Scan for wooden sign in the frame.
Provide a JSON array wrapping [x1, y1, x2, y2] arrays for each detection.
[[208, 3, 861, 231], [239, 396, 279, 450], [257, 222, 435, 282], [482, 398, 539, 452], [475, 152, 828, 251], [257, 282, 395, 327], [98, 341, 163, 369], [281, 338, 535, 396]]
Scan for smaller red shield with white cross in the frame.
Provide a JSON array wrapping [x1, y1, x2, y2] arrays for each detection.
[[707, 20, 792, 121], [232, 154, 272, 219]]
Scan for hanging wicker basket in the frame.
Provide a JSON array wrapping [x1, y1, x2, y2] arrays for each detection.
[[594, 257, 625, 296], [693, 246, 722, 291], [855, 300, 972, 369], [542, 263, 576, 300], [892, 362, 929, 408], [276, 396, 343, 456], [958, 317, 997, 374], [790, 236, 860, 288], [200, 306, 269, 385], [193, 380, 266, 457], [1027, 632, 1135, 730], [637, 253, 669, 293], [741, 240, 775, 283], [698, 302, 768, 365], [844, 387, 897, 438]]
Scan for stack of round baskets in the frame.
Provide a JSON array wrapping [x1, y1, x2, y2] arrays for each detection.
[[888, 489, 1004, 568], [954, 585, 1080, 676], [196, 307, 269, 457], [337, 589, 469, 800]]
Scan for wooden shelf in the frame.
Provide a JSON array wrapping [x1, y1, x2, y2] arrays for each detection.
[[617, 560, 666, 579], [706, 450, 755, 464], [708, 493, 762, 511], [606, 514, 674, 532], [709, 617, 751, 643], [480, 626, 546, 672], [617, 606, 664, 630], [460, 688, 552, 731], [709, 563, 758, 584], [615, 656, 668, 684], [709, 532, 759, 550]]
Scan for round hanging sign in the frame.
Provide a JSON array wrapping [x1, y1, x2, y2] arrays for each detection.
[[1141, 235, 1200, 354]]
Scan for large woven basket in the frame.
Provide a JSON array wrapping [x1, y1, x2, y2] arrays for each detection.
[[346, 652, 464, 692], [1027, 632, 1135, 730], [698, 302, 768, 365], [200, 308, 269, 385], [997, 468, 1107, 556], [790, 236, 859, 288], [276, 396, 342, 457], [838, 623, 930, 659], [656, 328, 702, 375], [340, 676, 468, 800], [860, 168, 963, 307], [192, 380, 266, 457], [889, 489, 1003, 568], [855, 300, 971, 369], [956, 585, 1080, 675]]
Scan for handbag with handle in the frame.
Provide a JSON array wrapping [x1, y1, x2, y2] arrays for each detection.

■ Problem statement:
Give again, exactly as written, every line from the first one above through the line that has "Scan for stack of round baskets in the frame." in it.

■ Task answer:
Scan for wooden sign in the frame.
Provide a JSON array wrapping [x1, y1, x2, y2] arrays for each detection.
[[208, 3, 861, 231], [239, 396, 279, 450], [257, 222, 435, 282], [482, 398, 539, 452], [475, 152, 828, 251], [257, 282, 395, 327], [98, 341, 163, 369], [281, 338, 535, 396]]
Scan for smaller red shield with white cross in the frame.
Provide a JSON array wrapping [x1, y1, x2, y2] arrays for each detection.
[[707, 20, 792, 121], [232, 154, 272, 219]]
Scan for hanging wicker basket in the frame.
Provide a JSON array wrapping [x1, y1, x2, y2] arrays for each detection.
[[594, 257, 625, 296], [693, 246, 722, 291], [855, 300, 972, 369], [542, 263, 576, 300], [892, 362, 929, 408], [276, 396, 343, 456], [958, 317, 997, 374], [790, 236, 860, 288], [200, 306, 269, 385], [193, 380, 266, 457], [1027, 632, 1135, 730], [637, 253, 669, 293], [741, 240, 775, 283], [698, 302, 768, 365], [844, 387, 897, 438]]
Scan for stack of round baskets in the frame.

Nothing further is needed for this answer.